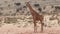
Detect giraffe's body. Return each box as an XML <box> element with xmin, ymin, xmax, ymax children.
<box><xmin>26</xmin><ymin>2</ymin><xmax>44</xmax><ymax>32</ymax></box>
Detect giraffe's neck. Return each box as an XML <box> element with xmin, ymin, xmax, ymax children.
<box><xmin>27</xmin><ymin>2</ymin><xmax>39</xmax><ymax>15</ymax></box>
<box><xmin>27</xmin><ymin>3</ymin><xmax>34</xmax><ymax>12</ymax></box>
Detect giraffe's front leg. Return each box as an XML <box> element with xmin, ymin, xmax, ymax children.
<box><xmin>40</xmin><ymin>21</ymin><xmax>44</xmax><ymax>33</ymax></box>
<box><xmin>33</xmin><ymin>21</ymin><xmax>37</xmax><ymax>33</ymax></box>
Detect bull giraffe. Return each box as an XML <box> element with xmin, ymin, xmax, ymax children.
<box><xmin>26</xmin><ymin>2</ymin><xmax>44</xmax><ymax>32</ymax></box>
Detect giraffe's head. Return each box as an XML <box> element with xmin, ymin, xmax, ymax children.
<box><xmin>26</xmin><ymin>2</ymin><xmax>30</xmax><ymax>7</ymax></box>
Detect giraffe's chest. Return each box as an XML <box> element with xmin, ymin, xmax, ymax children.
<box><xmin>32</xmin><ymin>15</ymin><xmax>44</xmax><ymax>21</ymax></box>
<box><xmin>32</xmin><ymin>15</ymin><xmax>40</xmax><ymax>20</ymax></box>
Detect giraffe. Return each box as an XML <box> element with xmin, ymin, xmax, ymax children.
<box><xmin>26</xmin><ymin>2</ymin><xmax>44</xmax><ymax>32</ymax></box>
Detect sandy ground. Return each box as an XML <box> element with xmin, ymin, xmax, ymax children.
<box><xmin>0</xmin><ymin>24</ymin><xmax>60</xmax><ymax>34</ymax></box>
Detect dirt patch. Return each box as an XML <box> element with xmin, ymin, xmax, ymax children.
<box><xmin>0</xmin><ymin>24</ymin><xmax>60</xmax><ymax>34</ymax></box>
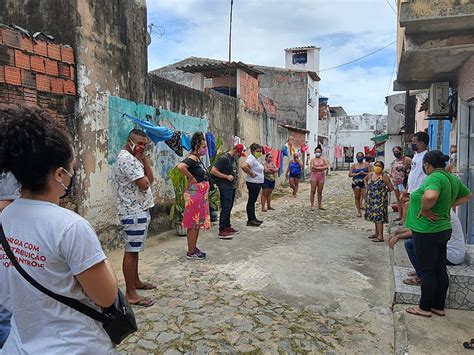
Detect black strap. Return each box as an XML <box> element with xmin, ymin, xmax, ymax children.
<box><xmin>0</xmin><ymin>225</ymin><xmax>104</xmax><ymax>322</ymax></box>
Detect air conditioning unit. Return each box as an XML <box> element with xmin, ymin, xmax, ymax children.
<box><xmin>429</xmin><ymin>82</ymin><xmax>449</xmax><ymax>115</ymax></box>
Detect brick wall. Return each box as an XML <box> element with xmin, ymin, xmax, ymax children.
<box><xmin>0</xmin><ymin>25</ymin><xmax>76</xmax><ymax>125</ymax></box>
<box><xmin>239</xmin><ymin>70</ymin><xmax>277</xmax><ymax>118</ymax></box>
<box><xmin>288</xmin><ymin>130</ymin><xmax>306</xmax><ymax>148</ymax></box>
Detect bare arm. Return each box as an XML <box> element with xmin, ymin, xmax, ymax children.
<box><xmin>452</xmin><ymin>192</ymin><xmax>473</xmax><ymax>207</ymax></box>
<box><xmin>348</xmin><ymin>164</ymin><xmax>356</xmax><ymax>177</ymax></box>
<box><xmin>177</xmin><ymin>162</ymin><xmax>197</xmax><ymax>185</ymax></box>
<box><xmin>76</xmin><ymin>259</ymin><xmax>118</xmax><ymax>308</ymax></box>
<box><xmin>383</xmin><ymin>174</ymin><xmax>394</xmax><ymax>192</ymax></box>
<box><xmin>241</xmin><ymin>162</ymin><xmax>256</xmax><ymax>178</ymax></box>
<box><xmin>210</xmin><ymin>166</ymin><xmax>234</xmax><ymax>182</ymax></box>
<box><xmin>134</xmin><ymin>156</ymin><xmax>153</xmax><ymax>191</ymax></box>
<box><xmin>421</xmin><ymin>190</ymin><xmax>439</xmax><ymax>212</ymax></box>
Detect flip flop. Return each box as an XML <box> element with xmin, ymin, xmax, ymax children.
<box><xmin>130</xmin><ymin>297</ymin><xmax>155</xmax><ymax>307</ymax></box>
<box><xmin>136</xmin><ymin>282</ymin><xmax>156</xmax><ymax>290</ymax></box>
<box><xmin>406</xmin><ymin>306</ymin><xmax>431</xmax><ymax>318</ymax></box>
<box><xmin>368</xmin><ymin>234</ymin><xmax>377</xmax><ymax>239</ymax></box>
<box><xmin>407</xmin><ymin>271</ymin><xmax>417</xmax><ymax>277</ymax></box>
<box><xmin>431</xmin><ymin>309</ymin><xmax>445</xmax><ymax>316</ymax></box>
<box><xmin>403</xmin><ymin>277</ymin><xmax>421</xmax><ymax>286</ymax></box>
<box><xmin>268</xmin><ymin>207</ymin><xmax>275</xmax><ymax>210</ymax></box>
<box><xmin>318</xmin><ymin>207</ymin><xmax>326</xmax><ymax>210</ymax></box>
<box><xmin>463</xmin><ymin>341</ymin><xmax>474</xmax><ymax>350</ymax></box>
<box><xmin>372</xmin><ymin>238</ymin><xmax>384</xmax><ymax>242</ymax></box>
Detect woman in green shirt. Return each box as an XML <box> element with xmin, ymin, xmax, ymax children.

INSTRUCTIONS TO FOLLOW:
Take every entry above and transcribe it exactly, with no pictures in the copy.

RESULT:
Detect giraffe's body. Return each box as an XML <box> element with xmin, ymin, xmax, ymax children.
<box><xmin>26</xmin><ymin>2</ymin><xmax>44</xmax><ymax>32</ymax></box>
Detect giraffe's neck. Return each box as an XML <box> element with xmin, ymin, xmax, ymax children.
<box><xmin>27</xmin><ymin>2</ymin><xmax>39</xmax><ymax>15</ymax></box>
<box><xmin>27</xmin><ymin>3</ymin><xmax>34</xmax><ymax>12</ymax></box>
Detect giraffe's front leg. Return each box as an XML <box> element with xmin, ymin, xmax, ymax children.
<box><xmin>40</xmin><ymin>21</ymin><xmax>44</xmax><ymax>33</ymax></box>
<box><xmin>33</xmin><ymin>21</ymin><xmax>37</xmax><ymax>33</ymax></box>
Detect bull giraffe. Return each box as an XML <box> element with xmin, ymin, xmax, ymax children.
<box><xmin>26</xmin><ymin>2</ymin><xmax>44</xmax><ymax>32</ymax></box>
Detect giraffe's head. Return each box as an XML <box> element with xmin, ymin, xmax, ymax children.
<box><xmin>26</xmin><ymin>2</ymin><xmax>30</xmax><ymax>7</ymax></box>
Detect giraffe's chest. Return each box as an XML <box> element with xmin, ymin, xmax, ymax children.
<box><xmin>32</xmin><ymin>15</ymin><xmax>44</xmax><ymax>21</ymax></box>
<box><xmin>32</xmin><ymin>15</ymin><xmax>40</xmax><ymax>20</ymax></box>
Detect giraffe. Return each box as an XML <box> element with xmin, ymin, xmax, ymax children.
<box><xmin>26</xmin><ymin>2</ymin><xmax>44</xmax><ymax>32</ymax></box>
Detect sandy ground. Return each box as an XML <box> element with xmin, ymin, xmax, ymax children.
<box><xmin>0</xmin><ymin>24</ymin><xmax>60</xmax><ymax>34</ymax></box>
Detect dirt patch. Return each box as an XML <box> element with xmin, ymin, xmax, ymax children.
<box><xmin>0</xmin><ymin>24</ymin><xmax>60</xmax><ymax>34</ymax></box>
Detect black strap. Return each box as an XML <box> element with xmin, ymin, xmax, ymax children.
<box><xmin>0</xmin><ymin>225</ymin><xmax>104</xmax><ymax>322</ymax></box>
Detect air conditioning unit. Return each box as an XML <box> element with xmin, ymin, xmax, ymax children.
<box><xmin>429</xmin><ymin>82</ymin><xmax>449</xmax><ymax>115</ymax></box>
Detect brick wall. Return each box as an XML <box> element with xmin, ymin, xmax, ymax children.
<box><xmin>0</xmin><ymin>25</ymin><xmax>76</xmax><ymax>125</ymax></box>
<box><xmin>239</xmin><ymin>70</ymin><xmax>277</xmax><ymax>118</ymax></box>
<box><xmin>288</xmin><ymin>130</ymin><xmax>306</xmax><ymax>148</ymax></box>
Detect bare arm. Return each box as an XML <box> element with xmin, ymin, xmax, ymax children.
<box><xmin>452</xmin><ymin>192</ymin><xmax>473</xmax><ymax>207</ymax></box>
<box><xmin>348</xmin><ymin>164</ymin><xmax>356</xmax><ymax>177</ymax></box>
<box><xmin>177</xmin><ymin>162</ymin><xmax>197</xmax><ymax>185</ymax></box>
<box><xmin>76</xmin><ymin>259</ymin><xmax>118</xmax><ymax>308</ymax></box>
<box><xmin>383</xmin><ymin>174</ymin><xmax>394</xmax><ymax>192</ymax></box>
<box><xmin>241</xmin><ymin>162</ymin><xmax>256</xmax><ymax>178</ymax></box>
<box><xmin>210</xmin><ymin>166</ymin><xmax>234</xmax><ymax>182</ymax></box>
<box><xmin>134</xmin><ymin>156</ymin><xmax>153</xmax><ymax>191</ymax></box>
<box><xmin>421</xmin><ymin>190</ymin><xmax>439</xmax><ymax>212</ymax></box>
Detect flip flop. Return each box as an XML <box> element with xmin, ymin, xmax, ymax children.
<box><xmin>130</xmin><ymin>297</ymin><xmax>155</xmax><ymax>307</ymax></box>
<box><xmin>136</xmin><ymin>282</ymin><xmax>156</xmax><ymax>290</ymax></box>
<box><xmin>406</xmin><ymin>306</ymin><xmax>431</xmax><ymax>318</ymax></box>
<box><xmin>368</xmin><ymin>234</ymin><xmax>377</xmax><ymax>239</ymax></box>
<box><xmin>407</xmin><ymin>271</ymin><xmax>417</xmax><ymax>277</ymax></box>
<box><xmin>431</xmin><ymin>309</ymin><xmax>445</xmax><ymax>316</ymax></box>
<box><xmin>403</xmin><ymin>277</ymin><xmax>421</xmax><ymax>286</ymax></box>
<box><xmin>268</xmin><ymin>207</ymin><xmax>275</xmax><ymax>210</ymax></box>
<box><xmin>318</xmin><ymin>207</ymin><xmax>326</xmax><ymax>210</ymax></box>
<box><xmin>463</xmin><ymin>341</ymin><xmax>474</xmax><ymax>350</ymax></box>
<box><xmin>372</xmin><ymin>238</ymin><xmax>384</xmax><ymax>242</ymax></box>
Detect woman in green shirt. Return each box as an XML <box> element with xmin, ymin, xmax, ymax children.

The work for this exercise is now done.